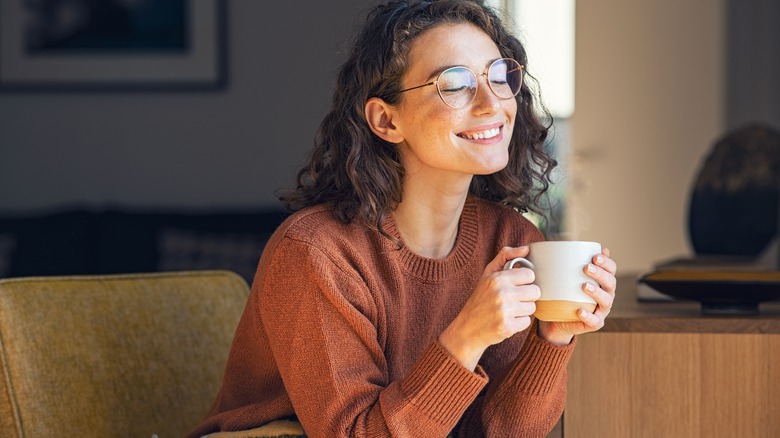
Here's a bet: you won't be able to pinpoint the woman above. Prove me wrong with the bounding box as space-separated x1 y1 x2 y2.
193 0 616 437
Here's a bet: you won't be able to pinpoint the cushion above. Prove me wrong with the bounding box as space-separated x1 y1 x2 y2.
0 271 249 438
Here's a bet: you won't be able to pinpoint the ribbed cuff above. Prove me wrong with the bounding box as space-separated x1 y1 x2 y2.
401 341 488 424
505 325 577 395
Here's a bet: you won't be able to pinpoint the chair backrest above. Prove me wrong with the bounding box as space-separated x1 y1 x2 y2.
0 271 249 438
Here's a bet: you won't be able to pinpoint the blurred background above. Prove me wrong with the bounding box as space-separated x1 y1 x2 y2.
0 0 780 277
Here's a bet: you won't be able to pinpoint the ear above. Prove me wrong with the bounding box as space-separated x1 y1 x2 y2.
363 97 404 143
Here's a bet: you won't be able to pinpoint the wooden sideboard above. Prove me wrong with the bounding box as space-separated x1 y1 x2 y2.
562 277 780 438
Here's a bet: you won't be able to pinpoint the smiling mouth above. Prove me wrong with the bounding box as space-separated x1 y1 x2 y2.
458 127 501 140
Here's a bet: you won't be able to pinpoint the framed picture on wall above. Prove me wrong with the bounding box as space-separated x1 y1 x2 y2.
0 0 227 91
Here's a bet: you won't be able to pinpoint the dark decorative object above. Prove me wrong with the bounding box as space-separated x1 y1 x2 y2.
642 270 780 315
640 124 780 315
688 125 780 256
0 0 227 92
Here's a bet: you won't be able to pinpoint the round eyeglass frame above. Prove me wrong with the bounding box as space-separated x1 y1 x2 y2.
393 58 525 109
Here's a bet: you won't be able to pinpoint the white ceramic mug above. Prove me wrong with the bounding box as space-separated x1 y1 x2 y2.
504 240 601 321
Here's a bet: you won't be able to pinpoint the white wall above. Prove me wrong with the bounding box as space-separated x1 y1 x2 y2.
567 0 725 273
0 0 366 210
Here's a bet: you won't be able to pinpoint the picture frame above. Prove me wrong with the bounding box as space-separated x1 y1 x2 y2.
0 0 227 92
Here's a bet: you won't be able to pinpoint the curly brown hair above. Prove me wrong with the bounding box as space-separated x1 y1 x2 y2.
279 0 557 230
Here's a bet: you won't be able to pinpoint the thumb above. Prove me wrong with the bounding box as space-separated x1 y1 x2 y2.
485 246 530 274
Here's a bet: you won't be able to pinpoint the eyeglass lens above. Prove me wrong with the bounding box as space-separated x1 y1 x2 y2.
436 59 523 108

• • • • •

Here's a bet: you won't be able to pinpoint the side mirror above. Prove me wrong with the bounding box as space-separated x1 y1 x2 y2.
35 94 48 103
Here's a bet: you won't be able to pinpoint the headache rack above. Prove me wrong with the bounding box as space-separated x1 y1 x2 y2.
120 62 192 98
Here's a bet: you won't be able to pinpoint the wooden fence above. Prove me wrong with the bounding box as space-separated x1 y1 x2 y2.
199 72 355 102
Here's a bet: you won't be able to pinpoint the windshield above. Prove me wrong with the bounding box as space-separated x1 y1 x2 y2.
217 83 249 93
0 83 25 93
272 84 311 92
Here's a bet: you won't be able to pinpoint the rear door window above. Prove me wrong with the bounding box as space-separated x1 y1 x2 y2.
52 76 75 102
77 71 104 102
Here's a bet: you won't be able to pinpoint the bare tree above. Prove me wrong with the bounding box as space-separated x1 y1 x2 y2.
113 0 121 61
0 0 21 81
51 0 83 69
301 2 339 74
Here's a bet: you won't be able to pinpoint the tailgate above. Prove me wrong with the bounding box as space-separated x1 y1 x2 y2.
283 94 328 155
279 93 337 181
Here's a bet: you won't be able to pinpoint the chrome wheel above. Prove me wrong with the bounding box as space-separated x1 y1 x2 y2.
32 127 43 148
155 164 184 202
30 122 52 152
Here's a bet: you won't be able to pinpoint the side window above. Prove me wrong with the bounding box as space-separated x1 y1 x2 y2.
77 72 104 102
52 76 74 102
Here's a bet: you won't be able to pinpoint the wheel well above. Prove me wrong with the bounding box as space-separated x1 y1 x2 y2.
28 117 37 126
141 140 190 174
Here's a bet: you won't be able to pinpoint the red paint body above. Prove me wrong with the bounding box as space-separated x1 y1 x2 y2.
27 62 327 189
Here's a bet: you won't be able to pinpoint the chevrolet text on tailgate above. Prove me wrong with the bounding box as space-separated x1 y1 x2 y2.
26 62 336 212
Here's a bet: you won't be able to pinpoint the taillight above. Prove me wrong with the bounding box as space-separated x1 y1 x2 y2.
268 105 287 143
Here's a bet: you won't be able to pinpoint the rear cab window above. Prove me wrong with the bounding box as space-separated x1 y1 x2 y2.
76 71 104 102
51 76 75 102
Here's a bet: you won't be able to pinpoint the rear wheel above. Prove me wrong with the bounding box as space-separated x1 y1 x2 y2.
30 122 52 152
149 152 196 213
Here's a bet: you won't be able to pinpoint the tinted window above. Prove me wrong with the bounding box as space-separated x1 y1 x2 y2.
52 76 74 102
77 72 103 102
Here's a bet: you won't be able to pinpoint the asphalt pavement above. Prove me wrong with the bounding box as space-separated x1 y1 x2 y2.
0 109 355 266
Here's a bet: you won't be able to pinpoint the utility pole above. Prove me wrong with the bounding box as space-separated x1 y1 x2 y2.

• • • • •

**WORK TO BE COMPLETED**
Rewrite the material as a numbered list, starting at the line that contains "Here's a bet: you won't be able to pinpoint the blurred" and ending at the line that contains "458 127 501 140". Leave out any blank lines.

**RESPONSE**
1. Here's a bet: you won't be able to pinpoint the blurred background above. Prove me wrong with the bounding box as space-separated x1 y1 x2 y2.
2. 0 0 780 277
3. Here's a bet: you won't be able to pinpoint the ear above. Prove me wrong with the bounding box as space-separated x1 y1 x2 y2.
4. 363 97 404 143
5. Here's a bet: you won't be able to pinpoint the wooden sideboard above. Prove me wrong with the bounding box as space-separated x1 y1 x2 y2.
6. 562 277 780 438
7. Here's a bet: you won't be able to pinpoint the smiling mouth above. Prove me wrong with the bounding box as space-separated x1 y1 x2 y2.
8. 458 127 501 140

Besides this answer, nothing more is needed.